In the passage on peer review models below, which German organization used double-blind peer review to assess proposals submitted to the "Experiment!" program?

**Document text**:
== Segment start ==
Virtual expert panels stand out among the long-term interventions that resulted in recommendations or changes in funding practices and the broader research ecosystem. The teleconferences, despite not having significantly reduced the discussion time, resulted in opinions with a quality comparable to the traditional meeting model (face-to-face), showing a high level of reliability, in addition to cost reductions.

Other variations of the traditional peer review model concern the issue of anonymity, briefly discussed earlier, in the quest to improve the reliability of peer review and achieve greater consensus and diversity in the selection of proposals. Thus, agencies can take advantage of five alternatives: (i) single-blind: the reviewer remains anonymous, but the candidate is identifiable; (ii) double-blind: both (reviewer and candidate) are kept anonymous; (iii) triple-blind: candidates, reviewers, and editorial/scientific committee are not identified; (iii) blind review: the reviewer is identified and (iv) open review: a system of open review in which the identities of the authors and reviewers are public.

For example, the Volkswagen Foundation (Germany) has used double-blind peer review to assess proposals submitted to the “Experiment!” [14], which supports researchers in science and engineering in the development of research with a high degree of risk, based on the assumption that this model will avoid biases related to the characteristics of the applicants, prioritizing the quality of the idea and not the reputation of the candidate (Horbach & Halffman, 2018) [15].
== Segment end ==
**Stored data entries**:
== Segment start ==
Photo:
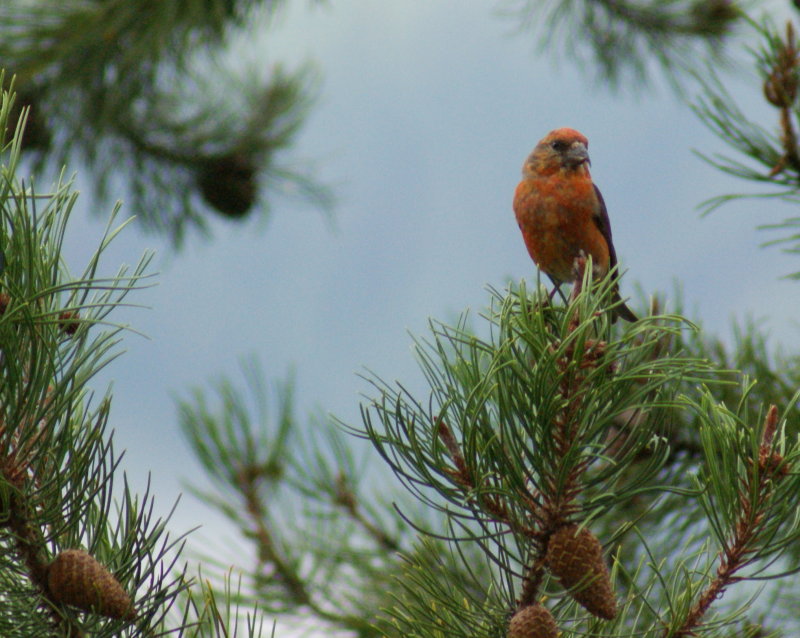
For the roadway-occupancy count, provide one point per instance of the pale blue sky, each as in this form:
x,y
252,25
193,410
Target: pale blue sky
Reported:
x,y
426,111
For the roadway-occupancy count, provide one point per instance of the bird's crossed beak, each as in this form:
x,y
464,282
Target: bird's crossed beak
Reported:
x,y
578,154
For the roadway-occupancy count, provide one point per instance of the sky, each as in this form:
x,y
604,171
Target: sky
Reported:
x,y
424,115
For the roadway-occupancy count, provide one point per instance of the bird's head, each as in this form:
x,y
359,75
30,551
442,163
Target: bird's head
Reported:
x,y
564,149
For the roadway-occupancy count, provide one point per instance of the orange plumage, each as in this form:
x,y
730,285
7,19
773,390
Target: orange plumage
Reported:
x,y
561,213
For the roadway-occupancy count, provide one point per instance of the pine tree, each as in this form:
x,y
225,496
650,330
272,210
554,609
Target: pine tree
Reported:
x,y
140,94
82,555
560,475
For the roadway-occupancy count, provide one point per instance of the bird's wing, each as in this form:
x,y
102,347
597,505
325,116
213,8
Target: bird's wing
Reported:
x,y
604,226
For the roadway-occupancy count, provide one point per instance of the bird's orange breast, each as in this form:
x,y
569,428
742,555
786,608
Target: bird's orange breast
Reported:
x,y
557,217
== Segment end ==
**Answer to the problem**: The Volkswagen Foundation.